- Task instructions:
Return every line of the data below word for word, leaving out the pictures.

- Records for the exercise:
···

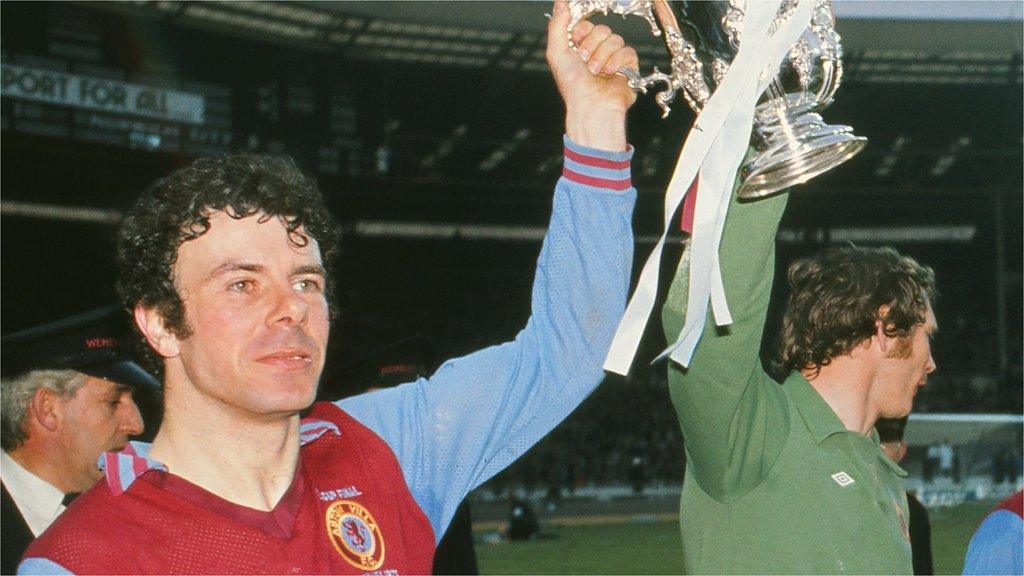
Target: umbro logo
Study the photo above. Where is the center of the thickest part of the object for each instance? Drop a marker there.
(842, 479)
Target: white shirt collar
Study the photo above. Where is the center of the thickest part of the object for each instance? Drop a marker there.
(38, 500)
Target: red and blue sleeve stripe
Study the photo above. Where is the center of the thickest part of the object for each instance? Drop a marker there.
(598, 168)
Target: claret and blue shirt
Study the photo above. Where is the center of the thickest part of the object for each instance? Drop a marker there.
(380, 476)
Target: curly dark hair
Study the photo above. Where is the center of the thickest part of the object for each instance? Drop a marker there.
(836, 297)
(177, 208)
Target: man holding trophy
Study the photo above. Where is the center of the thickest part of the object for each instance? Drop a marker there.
(780, 479)
(226, 264)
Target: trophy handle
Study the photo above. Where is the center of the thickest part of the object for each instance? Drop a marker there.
(581, 9)
(641, 83)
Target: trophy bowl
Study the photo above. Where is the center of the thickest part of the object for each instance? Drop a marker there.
(793, 142)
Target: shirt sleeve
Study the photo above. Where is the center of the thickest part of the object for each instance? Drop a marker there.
(478, 413)
(997, 546)
(732, 415)
(41, 566)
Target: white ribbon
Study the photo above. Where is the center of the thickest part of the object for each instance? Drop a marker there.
(715, 147)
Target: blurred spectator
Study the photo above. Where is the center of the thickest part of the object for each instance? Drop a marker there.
(522, 521)
(67, 399)
(997, 545)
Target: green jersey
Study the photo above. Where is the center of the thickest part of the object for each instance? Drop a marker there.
(774, 481)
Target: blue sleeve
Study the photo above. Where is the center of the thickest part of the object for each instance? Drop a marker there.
(997, 546)
(480, 412)
(40, 566)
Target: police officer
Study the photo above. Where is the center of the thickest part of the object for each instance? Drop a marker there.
(67, 399)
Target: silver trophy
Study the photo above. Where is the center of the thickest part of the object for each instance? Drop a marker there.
(792, 140)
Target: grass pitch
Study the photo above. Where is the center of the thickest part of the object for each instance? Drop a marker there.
(654, 548)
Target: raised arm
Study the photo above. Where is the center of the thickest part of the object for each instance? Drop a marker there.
(478, 413)
(732, 415)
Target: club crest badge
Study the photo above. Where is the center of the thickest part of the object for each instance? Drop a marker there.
(355, 535)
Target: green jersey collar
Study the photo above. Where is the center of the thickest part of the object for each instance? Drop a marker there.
(821, 421)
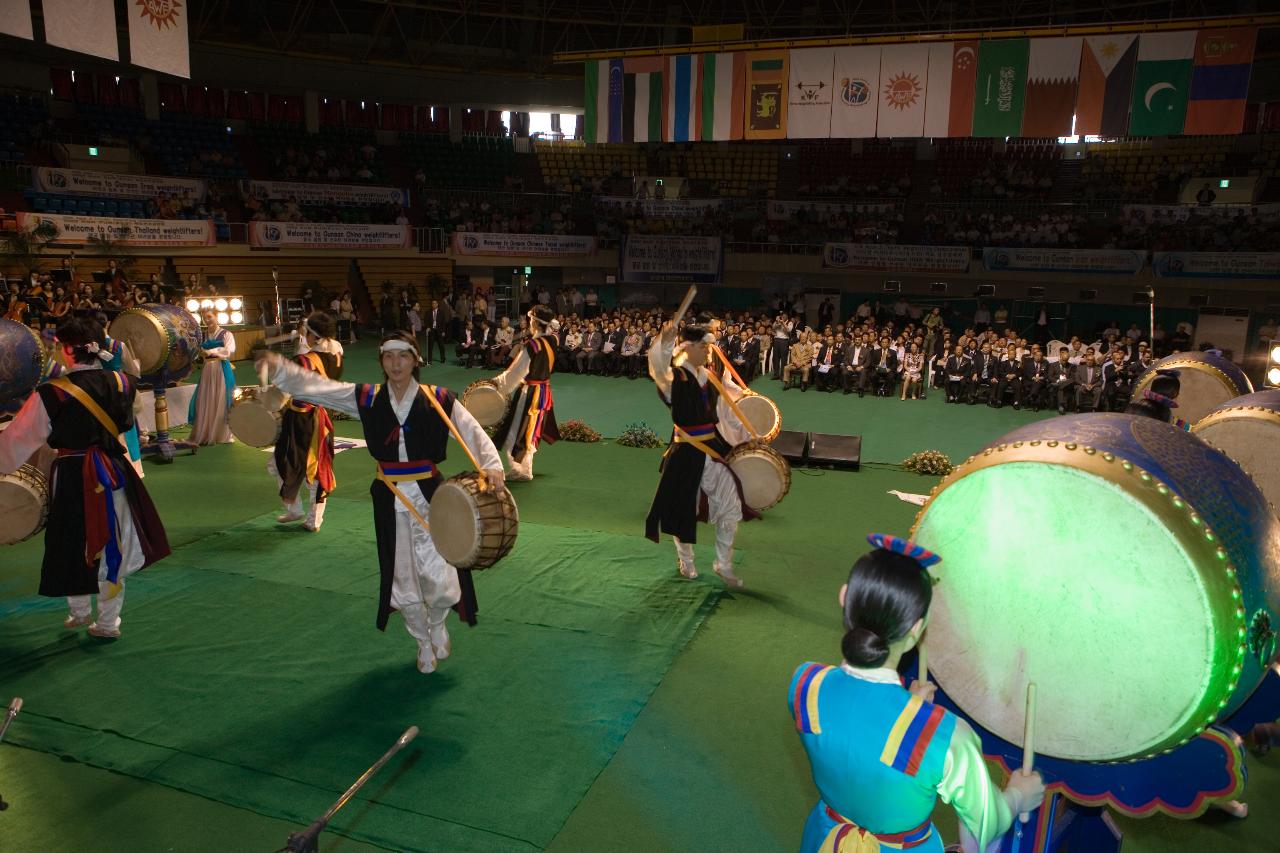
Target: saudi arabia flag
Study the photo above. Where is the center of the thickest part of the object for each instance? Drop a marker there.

···

- Result:
Target: umbro logo
Study the photo above. Where is the center of the thickest part of the object for each instance? Drop a marker there.
(842, 479)
Target: white shirt collar
Study the photo above. Where is the center of the thickest part of the object for each instance? Drop a marker there.
(38, 500)
Target: red and blue sleeve stripe
Study the photo above. Where is the center of the thickest part of the object for each instance? Drop a marker there.
(598, 168)
Target: claret and blue shirt
Study the photo above. Where is the center of the thickest part of the object for each instance? Drop a marker there.
(380, 476)
Target: curly dark hair
Study the photo above. Where is the center of the thickest part of the object for each instance? Drop a marker there.
(836, 297)
(177, 208)
Target: man holding trophy
Study the photo above. Where is the center of the thickest part of the object for each instance? Drop a marker there.
(780, 479)
(226, 264)
Target: trophy handle
Study the photo above. Where is the center of the thickest part of the object for each instance? Drop a marker there.
(581, 9)
(641, 83)
Target: trophy bowl
Study the photo above. Where is the center of the thickest part of the object for each instance? Drop a marker there.
(793, 142)
Target: shirt sleeve
Study the photo above. Where is the center of the thickest part of the object for each instance? Drop a marker there.
(478, 413)
(997, 546)
(732, 415)
(41, 566)
Target: white ribbon
Study the photo above. Where is the center of the thickest part of the object for each instance? Drop a marker there.
(715, 147)
Target: blurred spectator
Study the photo above. Where is the center of the thickest part of the object for each instance? Drop a marker there.
(522, 521)
(67, 399)
(997, 545)
Target: green jersey
Study the photo above. Where is the center of the thickest part of the object for each instance? Drop a marker there.
(774, 481)
Target: blue sleeve
Study the photo above. Where is the center of the thickest part of the object for each instance? Drop a marker there.
(997, 546)
(480, 412)
(40, 566)
Target: police officer
Study the photo above. Where is the center of the thickest part of the object for each instance? Drop a marker there.
(67, 399)
Target: silver trophy
Study the photo above. Where is the center of the thickest part of the object for each instance? Drop a marker there.
(792, 140)
Target: grass pitch
Study the photo above. Where is the center of the thickest part of the object for each instance? Drop a marker there.
(654, 548)
Target: raised arm
Study the photo above. Where is the center of the thickest part of the object for each instance? Drop a marker there.
(478, 413)
(732, 415)
Target: club crest badge
Study the photo above. Where is the center of the thickest part of the object for each instance? Drop a marker there.
(355, 535)
Target: green jersey collar
Study the photo above. Where is the center of the thickest part of the object for each instance? Drop a marker there.
(821, 421)
Target: saudi arabia flag
Study the photo above. Where is the center of the thickest part of the object for each instance? Drop a marker there.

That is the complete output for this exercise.